-- RAW RECORDS --
<<<<
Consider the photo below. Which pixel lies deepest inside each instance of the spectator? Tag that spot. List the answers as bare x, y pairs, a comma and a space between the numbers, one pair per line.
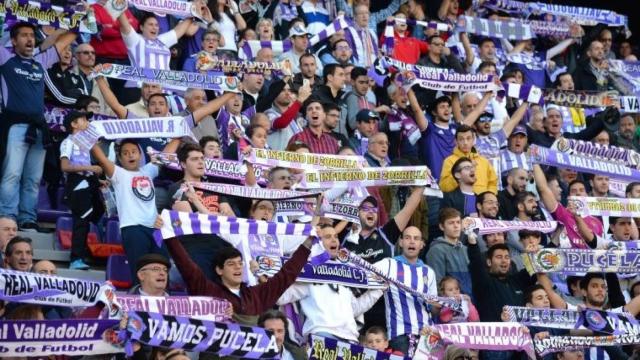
82, 188
23, 129
487, 179
314, 135
462, 198
18, 254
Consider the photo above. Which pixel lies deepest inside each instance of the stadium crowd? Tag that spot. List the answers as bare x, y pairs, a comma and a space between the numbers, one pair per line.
342, 97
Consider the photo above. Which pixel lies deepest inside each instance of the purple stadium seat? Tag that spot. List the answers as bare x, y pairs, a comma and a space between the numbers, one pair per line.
118, 272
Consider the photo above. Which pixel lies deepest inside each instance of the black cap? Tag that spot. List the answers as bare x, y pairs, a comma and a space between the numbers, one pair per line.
152, 259
371, 200
73, 115
366, 115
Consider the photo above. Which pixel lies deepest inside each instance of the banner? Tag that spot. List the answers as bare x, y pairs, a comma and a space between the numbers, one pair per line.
567, 343
197, 307
304, 161
32, 288
169, 78
580, 99
208, 62
253, 193
594, 206
590, 149
180, 223
322, 348
498, 336
224, 339
228, 169
33, 12
491, 226
164, 127
387, 176
331, 272
579, 261
54, 116
345, 255
73, 337
510, 30
546, 156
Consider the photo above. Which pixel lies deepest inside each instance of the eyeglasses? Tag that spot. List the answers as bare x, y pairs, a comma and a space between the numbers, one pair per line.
156, 269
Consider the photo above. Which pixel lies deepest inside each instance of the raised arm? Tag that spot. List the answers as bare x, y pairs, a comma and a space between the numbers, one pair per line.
104, 162
110, 98
546, 195
420, 119
403, 216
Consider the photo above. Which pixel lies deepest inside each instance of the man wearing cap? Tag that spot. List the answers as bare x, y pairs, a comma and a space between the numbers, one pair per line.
366, 127
300, 40
152, 271
514, 156
81, 188
282, 110
314, 135
23, 129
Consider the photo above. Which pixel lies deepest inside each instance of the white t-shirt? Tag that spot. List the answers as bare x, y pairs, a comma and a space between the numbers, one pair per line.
135, 195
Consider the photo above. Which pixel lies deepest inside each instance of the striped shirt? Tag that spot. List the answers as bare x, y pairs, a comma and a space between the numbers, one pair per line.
406, 314
150, 54
323, 144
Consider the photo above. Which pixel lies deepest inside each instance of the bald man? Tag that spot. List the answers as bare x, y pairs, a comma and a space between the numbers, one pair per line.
410, 270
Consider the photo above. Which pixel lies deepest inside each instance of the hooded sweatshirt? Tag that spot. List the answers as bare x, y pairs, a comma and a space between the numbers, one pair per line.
448, 259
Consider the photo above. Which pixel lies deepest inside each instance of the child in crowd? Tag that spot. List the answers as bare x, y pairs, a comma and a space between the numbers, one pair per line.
376, 338
81, 190
450, 287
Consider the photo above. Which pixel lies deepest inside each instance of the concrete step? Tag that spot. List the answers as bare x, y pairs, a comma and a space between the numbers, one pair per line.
95, 275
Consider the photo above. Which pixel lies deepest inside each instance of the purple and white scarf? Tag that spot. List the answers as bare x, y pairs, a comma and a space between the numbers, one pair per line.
170, 78
31, 288
627, 157
304, 161
491, 226
322, 348
510, 30
165, 127
221, 338
595, 206
37, 13
542, 155
181, 223
498, 336
579, 261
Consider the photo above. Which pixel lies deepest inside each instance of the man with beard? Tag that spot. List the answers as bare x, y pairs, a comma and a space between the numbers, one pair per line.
406, 313
374, 243
516, 183
514, 156
581, 232
627, 137
462, 198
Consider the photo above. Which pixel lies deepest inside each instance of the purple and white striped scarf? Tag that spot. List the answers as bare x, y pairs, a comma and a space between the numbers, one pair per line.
510, 30
546, 156
37, 13
304, 161
169, 78
611, 153
497, 336
580, 261
181, 223
253, 192
597, 206
491, 226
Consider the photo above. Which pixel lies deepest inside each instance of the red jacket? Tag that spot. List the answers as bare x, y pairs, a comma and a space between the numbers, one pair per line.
253, 300
407, 49
108, 42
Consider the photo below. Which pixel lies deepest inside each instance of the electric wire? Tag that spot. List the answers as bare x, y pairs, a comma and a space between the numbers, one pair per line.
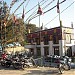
60, 13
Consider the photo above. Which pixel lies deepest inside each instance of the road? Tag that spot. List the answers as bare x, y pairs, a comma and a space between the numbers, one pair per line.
34, 71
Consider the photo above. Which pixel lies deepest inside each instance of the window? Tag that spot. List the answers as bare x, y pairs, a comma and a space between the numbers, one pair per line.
55, 39
68, 38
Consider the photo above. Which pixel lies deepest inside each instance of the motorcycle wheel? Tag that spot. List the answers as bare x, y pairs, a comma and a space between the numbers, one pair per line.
67, 67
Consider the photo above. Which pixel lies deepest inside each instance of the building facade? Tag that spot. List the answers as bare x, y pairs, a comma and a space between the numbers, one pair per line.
54, 41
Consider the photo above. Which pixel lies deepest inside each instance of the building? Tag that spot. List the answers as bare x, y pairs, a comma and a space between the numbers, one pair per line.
54, 41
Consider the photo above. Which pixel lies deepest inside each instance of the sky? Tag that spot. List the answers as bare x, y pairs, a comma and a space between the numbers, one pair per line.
67, 16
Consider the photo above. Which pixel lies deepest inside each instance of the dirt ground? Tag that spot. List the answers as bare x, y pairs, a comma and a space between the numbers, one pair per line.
34, 71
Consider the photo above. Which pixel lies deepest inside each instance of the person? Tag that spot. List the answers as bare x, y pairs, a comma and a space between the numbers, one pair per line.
4, 55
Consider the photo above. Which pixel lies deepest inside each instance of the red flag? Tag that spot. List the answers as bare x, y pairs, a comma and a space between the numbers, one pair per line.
39, 10
58, 7
23, 13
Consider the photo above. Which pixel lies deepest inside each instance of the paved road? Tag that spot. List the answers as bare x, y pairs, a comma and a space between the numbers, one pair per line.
34, 71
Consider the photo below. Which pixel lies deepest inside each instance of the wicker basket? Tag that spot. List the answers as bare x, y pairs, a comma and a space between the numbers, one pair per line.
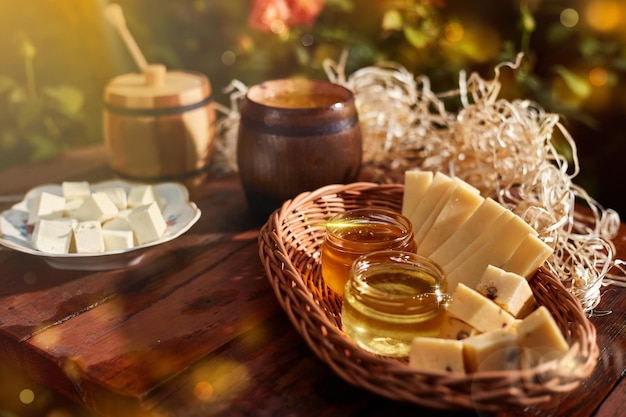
289, 247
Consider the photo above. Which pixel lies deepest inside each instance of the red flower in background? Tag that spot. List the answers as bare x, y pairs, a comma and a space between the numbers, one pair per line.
279, 15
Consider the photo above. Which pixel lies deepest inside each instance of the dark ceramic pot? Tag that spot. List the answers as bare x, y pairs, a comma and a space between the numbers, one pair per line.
296, 135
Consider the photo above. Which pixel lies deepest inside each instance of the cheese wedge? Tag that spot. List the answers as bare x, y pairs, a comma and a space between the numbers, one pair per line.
498, 246
438, 187
477, 310
480, 220
492, 351
461, 204
432, 354
416, 182
507, 289
528, 257
540, 338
>>>>
-- EXERCISE OBJECTIVE --
Exclude every picture and copy the remaining data exactly.

-- EXERCISE OUTPUT --
Consider the photo below. Which pixel lies deepest inside each instance of the spectator? Tag that spot. List the answers as bare x, y pairs, a comma and a space between the numbers, one pair per line.
82, 188
23, 129
487, 179
314, 135
462, 198
18, 254
Consider the photo above. Which pixel lies deepest inside each instance of the stadium crowd? Tag that spot. List the answers as bare x, y pairs, a comma and a space between the numbers, one pair per line.
342, 97
Consider the photo above. Which pixel lies deepest inside each instance of the purple stadium seat? Tag that spot. List the answers as bare x, y pairs, a comma and a space between the numbers, one pair per line.
118, 272
Consider the photo above. Which pixel lies deepest inside each instance of the black cap? Tag that spot. List the answers as bare x, y pairs, a comma and a space between the numbers, one pair per line.
152, 259
371, 200
73, 115
366, 115
Consider the photo above. Which pixel lies deepest inside each instance of the banner? Tag that spot. List the answers as bare x, y pairs, a comma and a space between the numbers, one pair per line.
567, 343
197, 307
304, 161
32, 288
169, 78
580, 99
208, 62
253, 193
594, 206
590, 149
180, 223
322, 348
498, 336
224, 339
228, 169
33, 12
491, 226
164, 127
387, 176
331, 272
579, 261
54, 116
345, 255
73, 337
510, 30
546, 156
Consider the photo above. Which pixel lies deepest inside each instance of the eyeglasses? Tag that spot. List the answers as bare x, y pairs, a comma and a space between the numbers, one pair per line.
156, 269
Consider the photo above. Which pixel lies deepest inside each instance of the raised arm? Tag that spot. List the answers as bare x, y pairs, a comma and a space between the numbers, one pair per line.
104, 162
110, 98
546, 195
420, 119
403, 216
Consider the photo above. Which pixel lies deepest inside each instance of the man wearing cap? Tag that spot. List the answers as bare x, y pairs, a comma and a space between the numbers, one pair per line.
366, 127
300, 40
152, 271
514, 156
81, 188
282, 110
314, 135
23, 129
Consider the photo above. Which pixel lies deepest inside each instance of the white t-shirt? Tag that spot. List the answers as bare x, y pairs, a comma and a space between the numbers, one pair per line.
135, 195
Consider the photo above. Which pixel lies deepest inside each instance of the striped shirt? Tag that spot. List the answers as bare x, y pairs, a comma and a space between the numbers, one pair per line.
406, 314
150, 54
323, 144
Consider the photo above. Which pixel lies deepest inside each instance of the bald man? Tag that spot. List the answers as bare x, y pairs, a comma and a space between the numbers, one pair per line.
410, 270
Consider the photo above. Which pixel lies deepest inside each instance of the hooded sweatshirt? Tag that spot. List the answers as bare x, y pairs, a comma and a space between the numbers, one pair per line.
448, 259
Consider the photo above. Which pixel lies deepest inside each instance of the child in crowd? Tag that spot. List the answers as bare x, y pairs, a comma and a space between the numbers, one pair per line.
376, 338
81, 190
450, 287
Consider the photo above. Which pixel lies deepest inside each instance of the concrete step? Tag that spot. List the answers as bare x, y pairs, a comma and a space between the numbers, one pair per line.
95, 275
Consider the photo above. Which pixel lies deepest inside each instance of the purple and white scarf? Tag that spot. List the answers as bare x, y pairs, a comma and a space between the numbers, one pair per line.
170, 78
31, 288
627, 157
304, 161
491, 226
322, 348
510, 30
165, 127
221, 338
595, 206
37, 13
542, 155
181, 223
498, 336
579, 261
Consider the photo above. Which pixel lies deepest inside each instance of the man with beard? Tag that spot. List the answers as bare x, y pairs, a comma and a space between the numbers, one pair per line.
406, 313
374, 243
516, 183
514, 156
581, 232
627, 137
462, 198
Consider the photo above. Which pixel lies deepest inside each instance of the purple and white striped scarf? Tag that spot. List the answers as bare x, y pairs, a comma and a space between the numbers, one pair per line.
510, 30
546, 156
37, 13
304, 161
169, 78
611, 153
497, 336
580, 261
181, 223
253, 192
597, 206
491, 226
Consider the photo above. Which pixel lies deepest inside each instance of the red jacket? Tag that spot. List the answers as bare x, y pairs, a comma and a space between the numbers, one pair per line.
253, 300
407, 49
108, 42
Consider the photo below. Which pixel lies deepest inside each instance of the electric wire? Tag that spot. List the answers as bare x, y pairs, a comma and a space between the numbers, one pair per line.
60, 13
Consider the photo above. Which pixel lies deepest inside each instance of the road? Tag that spot. List the answers as bare x, y pairs, a comma and a space between the numbers, one pair per line.
34, 71
Consider the photo above. Which pixel lies deepest inside each instance of the window? Tag that spot. List the answers as bare x, y pairs, a comma and a space between the numbers, one pair per line.
55, 39
68, 38
Consider the photo above. Which pixel lies deepest inside each instance of the motorcycle wheel? Tag that spot. List the answers as bare x, y pairs, a comma and a space between the numbers, one pair per line.
67, 67
Consider the photo above. Which pixel lies deepest inside each instance of the building facade? Tag that spot. List the answers as bare x, y pairs, a comma and a space between the numbers, one pair per line.
54, 41
Consider the photo above. Which pixel lies deepest inside each instance of the building? Tag that spot. List the answers as bare x, y pairs, a comma and a space between the numbers, one pair per line.
54, 41
Consider the photo above. Which pixel lies deepest inside each instance of the sky? Tag that spot. List the answers as bare x, y pairs, a comma and a space between the numbers, one pair per line.
67, 16
Consider the photo above. Which pixel lies deepest inside each instance of the dirt ground? Tag that spot. List the answers as bare x, y pairs, a comma and a space between the numbers, one pair per line.
34, 71
Consider the photo above. Which pixel lies deepest inside each instance of the person? Tag that spot. List the answers as bare x, y pairs, a comma and a space between the numbers, one pair per line.
4, 55
Consider the photo above. Which pixel lies deepest inside each instance of the red flag? Tag that spot. List the answers as bare x, y pairs, a comma and a space between the numbers, one pair per line.
39, 10
58, 7
23, 13
Consider the photo above. Which pixel lies deepest inside each instance of the paved road? Tag that spot. List the answers as bare x, y pairs, a comma and a space between the numbers, one pair per line.
34, 71
Consider the photo below. Which pixel lies deepest inside each instance of the wicker basket? Tag that spot. List the answers as bare x, y pairs, a comma and a space between the numbers, one pair per line.
289, 247
Consider the photo above. Which pixel lies deepest inside each instance of the red flower in background? Tag that spot. List the answers as bare x, y pairs, a comma and a space between the numbers, one pair per line.
279, 15
Consider the photo above. Which pixel lies deepest inside each instance of the dark ceramic pot? Tag that spot. List the answers as bare x, y pairs, a comma and a space between the numbers, one pair per line.
296, 135
Consider the photo above. Which pixel lies deepest inside each instance of the cheese wedge? Tag that spot. List the answers as bare x, y pairs, a comma and a space between the numbers, one pair per line.
498, 246
438, 187
477, 310
480, 220
492, 351
461, 204
432, 354
416, 182
507, 289
528, 257
540, 338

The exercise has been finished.